Data provided:
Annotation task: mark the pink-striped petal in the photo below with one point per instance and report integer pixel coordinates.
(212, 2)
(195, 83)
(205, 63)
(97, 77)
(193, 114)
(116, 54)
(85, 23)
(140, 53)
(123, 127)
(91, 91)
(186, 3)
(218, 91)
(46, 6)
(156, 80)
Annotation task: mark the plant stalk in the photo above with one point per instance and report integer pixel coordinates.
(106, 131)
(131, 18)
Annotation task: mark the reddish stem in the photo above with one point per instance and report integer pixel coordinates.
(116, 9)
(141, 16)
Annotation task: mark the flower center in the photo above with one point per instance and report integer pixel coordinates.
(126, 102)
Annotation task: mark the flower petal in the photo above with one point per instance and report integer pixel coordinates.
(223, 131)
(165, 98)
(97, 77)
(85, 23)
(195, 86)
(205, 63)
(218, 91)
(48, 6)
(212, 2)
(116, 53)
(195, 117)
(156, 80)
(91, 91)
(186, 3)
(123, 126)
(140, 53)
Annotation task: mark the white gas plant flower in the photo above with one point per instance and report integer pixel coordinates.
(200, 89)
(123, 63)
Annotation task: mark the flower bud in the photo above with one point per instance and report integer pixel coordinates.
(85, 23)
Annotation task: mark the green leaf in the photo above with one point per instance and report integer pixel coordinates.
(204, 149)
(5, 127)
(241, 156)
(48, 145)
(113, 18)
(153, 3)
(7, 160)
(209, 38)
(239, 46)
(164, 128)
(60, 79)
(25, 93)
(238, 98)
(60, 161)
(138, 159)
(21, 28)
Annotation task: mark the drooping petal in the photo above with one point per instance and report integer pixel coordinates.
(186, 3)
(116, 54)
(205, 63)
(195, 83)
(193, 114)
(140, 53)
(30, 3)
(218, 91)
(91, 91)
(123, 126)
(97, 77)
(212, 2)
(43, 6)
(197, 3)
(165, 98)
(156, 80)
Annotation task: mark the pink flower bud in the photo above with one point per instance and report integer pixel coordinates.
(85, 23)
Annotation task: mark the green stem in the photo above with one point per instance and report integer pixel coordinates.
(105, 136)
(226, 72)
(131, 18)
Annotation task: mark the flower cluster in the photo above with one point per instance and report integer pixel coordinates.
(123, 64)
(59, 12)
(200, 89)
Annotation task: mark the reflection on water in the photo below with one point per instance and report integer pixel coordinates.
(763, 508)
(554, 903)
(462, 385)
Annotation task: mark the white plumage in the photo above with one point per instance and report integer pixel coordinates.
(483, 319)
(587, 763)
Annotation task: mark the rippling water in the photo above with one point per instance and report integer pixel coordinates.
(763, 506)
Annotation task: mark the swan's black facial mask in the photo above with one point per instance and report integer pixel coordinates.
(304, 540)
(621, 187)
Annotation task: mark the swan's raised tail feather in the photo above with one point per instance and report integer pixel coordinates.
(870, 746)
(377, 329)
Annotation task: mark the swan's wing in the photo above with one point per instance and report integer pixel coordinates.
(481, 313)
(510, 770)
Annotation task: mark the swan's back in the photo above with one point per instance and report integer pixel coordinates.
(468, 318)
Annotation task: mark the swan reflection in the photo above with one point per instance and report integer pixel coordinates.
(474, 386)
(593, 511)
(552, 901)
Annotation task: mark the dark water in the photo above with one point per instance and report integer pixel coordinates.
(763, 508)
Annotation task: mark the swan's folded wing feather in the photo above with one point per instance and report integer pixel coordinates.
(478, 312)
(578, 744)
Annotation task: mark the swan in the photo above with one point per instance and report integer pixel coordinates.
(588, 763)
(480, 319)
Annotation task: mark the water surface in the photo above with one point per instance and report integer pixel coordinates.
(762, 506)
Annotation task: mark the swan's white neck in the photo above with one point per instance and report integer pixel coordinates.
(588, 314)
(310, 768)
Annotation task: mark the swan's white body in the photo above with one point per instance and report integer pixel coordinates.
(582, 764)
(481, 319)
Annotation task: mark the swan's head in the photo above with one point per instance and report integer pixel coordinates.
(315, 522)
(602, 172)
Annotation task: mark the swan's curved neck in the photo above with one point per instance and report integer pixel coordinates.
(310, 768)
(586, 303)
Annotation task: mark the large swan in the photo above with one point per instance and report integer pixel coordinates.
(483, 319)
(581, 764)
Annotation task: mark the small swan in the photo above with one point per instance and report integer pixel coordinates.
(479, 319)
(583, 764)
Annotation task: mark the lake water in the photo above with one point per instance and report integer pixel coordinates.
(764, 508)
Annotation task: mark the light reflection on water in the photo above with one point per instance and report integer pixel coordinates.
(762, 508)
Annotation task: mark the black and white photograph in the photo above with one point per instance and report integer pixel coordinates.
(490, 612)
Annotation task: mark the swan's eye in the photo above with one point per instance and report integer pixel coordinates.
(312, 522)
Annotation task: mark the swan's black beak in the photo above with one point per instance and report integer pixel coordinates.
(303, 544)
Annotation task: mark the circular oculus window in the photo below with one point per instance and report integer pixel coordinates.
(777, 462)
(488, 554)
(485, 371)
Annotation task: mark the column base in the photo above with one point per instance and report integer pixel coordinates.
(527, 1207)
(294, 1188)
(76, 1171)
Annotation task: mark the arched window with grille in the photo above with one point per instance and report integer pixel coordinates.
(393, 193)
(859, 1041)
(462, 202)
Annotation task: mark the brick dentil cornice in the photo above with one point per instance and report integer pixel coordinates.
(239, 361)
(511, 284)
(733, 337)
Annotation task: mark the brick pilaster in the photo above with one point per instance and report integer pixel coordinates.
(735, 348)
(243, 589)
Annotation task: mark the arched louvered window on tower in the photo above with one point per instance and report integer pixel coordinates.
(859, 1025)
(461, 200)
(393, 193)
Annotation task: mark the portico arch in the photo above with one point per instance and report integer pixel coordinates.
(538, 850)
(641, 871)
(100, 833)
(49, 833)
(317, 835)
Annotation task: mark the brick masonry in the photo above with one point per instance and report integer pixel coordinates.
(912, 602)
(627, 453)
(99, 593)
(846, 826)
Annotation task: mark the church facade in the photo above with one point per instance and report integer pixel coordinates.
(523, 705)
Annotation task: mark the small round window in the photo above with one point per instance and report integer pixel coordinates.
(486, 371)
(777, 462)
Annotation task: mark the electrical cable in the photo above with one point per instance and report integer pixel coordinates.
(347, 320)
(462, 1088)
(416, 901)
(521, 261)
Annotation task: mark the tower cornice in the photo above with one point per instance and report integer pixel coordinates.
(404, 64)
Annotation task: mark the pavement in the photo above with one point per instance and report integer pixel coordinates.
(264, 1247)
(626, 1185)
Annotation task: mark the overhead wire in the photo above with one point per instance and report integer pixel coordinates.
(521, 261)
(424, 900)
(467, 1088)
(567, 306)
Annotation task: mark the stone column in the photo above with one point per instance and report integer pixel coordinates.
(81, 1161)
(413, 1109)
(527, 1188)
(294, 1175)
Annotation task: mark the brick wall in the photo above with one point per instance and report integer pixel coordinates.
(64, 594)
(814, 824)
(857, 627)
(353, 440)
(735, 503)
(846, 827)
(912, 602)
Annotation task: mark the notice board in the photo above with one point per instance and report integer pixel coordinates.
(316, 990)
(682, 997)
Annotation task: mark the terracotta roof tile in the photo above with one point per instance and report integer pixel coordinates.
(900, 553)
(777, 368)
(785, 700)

Your instructions: Print out the whole listing exactly as it appears.

Output below:
Annotation task: mark the pink-striped petal in the photo below with one point per instance and report integer pixel coordinates.
(212, 2)
(195, 83)
(205, 63)
(97, 77)
(193, 114)
(116, 54)
(85, 23)
(140, 53)
(123, 127)
(91, 91)
(186, 3)
(218, 91)
(46, 6)
(156, 80)
Annotation task: mark the plant stalk in the photo above with one point per instance and report integer pixel coordinates.
(106, 131)
(131, 18)
Annotation task: mark the reddish stem in the photo above with one point per instance and report integer pixel coordinates.
(116, 9)
(141, 16)
Annotation task: mark the flower center in the photo above with one point per instance and report integer pixel coordinates.
(126, 102)
Annotation task: mark the flower petal in the photo above with one point per instance and report integer pixel coordinates.
(223, 131)
(165, 98)
(97, 77)
(85, 23)
(195, 86)
(205, 63)
(218, 91)
(48, 6)
(212, 2)
(116, 53)
(195, 117)
(156, 80)
(91, 91)
(186, 3)
(123, 126)
(140, 53)
Annotation task: mark the white gas plant flower in the photo above with one point per instance and report integer pixel coordinates.
(200, 89)
(123, 63)
Annotation task: mark the flower bud in the photo above with one point per instance and report integer pixel coordinates.
(85, 23)
Annotation task: mark the green leaf in the photo above with one point per instance and report integer pixel coordinates.
(204, 149)
(5, 127)
(241, 156)
(48, 145)
(113, 18)
(153, 3)
(7, 160)
(209, 38)
(239, 46)
(164, 128)
(60, 79)
(25, 93)
(238, 98)
(60, 161)
(138, 159)
(21, 28)
Annotation task: mark the drooping petal in the photo above with one point per instance and report integer pixel coordinates.
(186, 3)
(116, 54)
(205, 63)
(195, 83)
(193, 114)
(140, 53)
(30, 3)
(218, 91)
(91, 91)
(123, 126)
(97, 77)
(212, 2)
(43, 6)
(197, 3)
(165, 98)
(156, 80)
Annotation task: mark the pink flower bud in the photo above with one point per instance and report integer pixel coordinates.
(85, 23)
Annotation task: mark the green stem in the photo above with one point per instance and report integer pixel coordinates.
(105, 136)
(226, 72)
(131, 18)
Annotation task: mark the flower cluster in the photo above with one point per instance and report integer pixel coordinates.
(123, 64)
(59, 12)
(200, 89)
Annotation task: mark the reflection on water in the photo below with one point per instance and report integer pixel coordinates.
(763, 508)
(554, 903)
(462, 385)
Annotation task: mark the white plumage in the photo above with one point per instance and report integer pixel coordinates.
(483, 319)
(587, 763)
Annotation task: mark the rippling water in the photo above with one point per instance and report integer pixel coordinates.
(763, 506)
Annotation task: mark the swan's black facial mask in the photo above with one point per instance and report integer pixel coordinates.
(304, 540)
(621, 187)
Annotation task: mark the swan's raised tail feather in the photo above with one point per instance and report integer pixel coordinates.
(870, 746)
(377, 329)
Annotation task: mark the swan's wing in the photo above with one point per instance and report integer pixel coordinates.
(481, 313)
(510, 770)
Annotation task: mark the swan's back in the photo above with one point per instance and report integer pixel coordinates.
(468, 318)
Annotation task: mark the swan reflection in the photo above with one point per instance and report integer pixel coordinates.
(474, 386)
(593, 511)
(552, 901)
Annotation task: mark the dark water in the photo above with one point per instance and report integer pixel coordinates.
(763, 508)
Annotation task: mark the swan's folded wing feather in the photo above with one point per instance and report integer pixel coordinates.
(478, 312)
(578, 744)
Annotation task: mark the swan in the photo above with one point per instance and report integer pixel coordinates.
(588, 763)
(480, 319)
Annotation task: mark the water surface in the photo above with one point per instance and report integer pixel coordinates.
(762, 506)
Annotation task: mark the swan's white neck in the photo above with one point per instance and report integer pixel coordinates.
(588, 314)
(310, 768)
Annotation task: mark the swan's white body in the photo above with one point per instance and report integer pixel coordinates.
(582, 764)
(481, 319)
Annotation task: mark the swan's head in the photo above with one point per instance and report integer pixel coordinates.
(315, 522)
(602, 172)
Annotation task: mark the swan's curved neck in the photo above with one point per instance and report integer pixel coordinates.
(310, 768)
(586, 303)
Annotation task: mark the large swan in the photo above with one point per instance and report integer pixel coordinates.
(483, 319)
(581, 764)
Annotation task: mark the small swan in the photo above with one point per instance and report integer pixel coordinates.
(479, 319)
(583, 764)
Annotation task: mark the lake water in the photo above with one point per instance and report integer pixel coordinates.
(764, 508)
Annotation task: mark the light reflection on water in the photo above with one point per instance and report integer pixel coordinates.
(762, 508)
Annotation task: mark the black and white photograph in the photo above with one point per instance and report integer pixel coordinates.
(490, 612)
Annotation task: mark the swan's eye in the photo above with one point per instance and report integer pixel coordinates.
(312, 522)
Annotation task: mark the swan's black beak in the photo above with one point per instance and report integer pixel coordinates.
(303, 544)
Annotation task: mark the circular oculus window in the photo below with one point per instance and report integer pixel coordinates.
(777, 462)
(488, 554)
(485, 371)
Annotation task: mark the column base in the photo above with one point per instance and report integer pixel coordinates.
(527, 1207)
(294, 1188)
(76, 1171)
Annotation task: mark the arched window with grille in the photo above with one point per instance and report integer pixel coordinates.
(393, 193)
(859, 1041)
(462, 202)
Annotation task: mark the brick dentil cornice in the photo above with one point per instance and report integer pixel coordinates.
(239, 361)
(511, 284)
(733, 337)
Annotation task: mark the brick pilaster in the photo above with one point per instance and report integer pixel coordinates.
(735, 348)
(243, 589)
Annotation task: mark the arched louvered window on tower in the photo above with one point per instance and report integer pixel coordinates.
(859, 1025)
(461, 200)
(393, 193)
Annotation task: mark the portico arch in the photo above with one point per instance and report integer pixel coordinates.
(538, 850)
(641, 871)
(100, 833)
(49, 833)
(317, 835)
Annotation task: mark the brick masonry in the photo above with one point per instance and report integer pixel coordinates.
(912, 602)
(627, 453)
(99, 593)
(846, 826)
Annotation task: mark the church facade in the photo above with one point per instance and report integer pixel coordinates.
(523, 705)
Annotation task: mark the small round window in the photo above with one point per instance and report integer pixel coordinates.
(486, 371)
(777, 462)
Annotation task: mark the electrical cable in the photo above with one point per instance and report integer pixel coordinates.
(347, 320)
(462, 1088)
(416, 901)
(521, 261)
Annotation task: mark the tower cornice in the photo above with one point per instance and report integer pixel coordinates.
(404, 64)
Annotation task: mark the pavement in the photo above with one point per instance and report integer pixel coordinates.
(264, 1247)
(626, 1185)
Annotation task: mark the overhead wire in the photo above with one point per instance and report integer pixel coordinates.
(521, 261)
(424, 900)
(467, 1088)
(567, 306)
Annotation task: mark the stone column in the photo above with one point per instance and report integer pixel coordinates.
(81, 1161)
(413, 1109)
(527, 1188)
(294, 1175)
Annotation task: mark the brick wall in the photo above with one point per instance and report integer pixel coordinates.
(64, 594)
(814, 824)
(857, 627)
(353, 440)
(735, 503)
(846, 827)
(912, 602)
Annotation task: mark the notice board in the photo above with one point per instance and report integer pixel coordinates.
(316, 990)
(682, 997)
Annotation task: mark the terracotta roof tile in the photo above with one point per instance and report integer pixel coordinates.
(900, 553)
(777, 368)
(785, 700)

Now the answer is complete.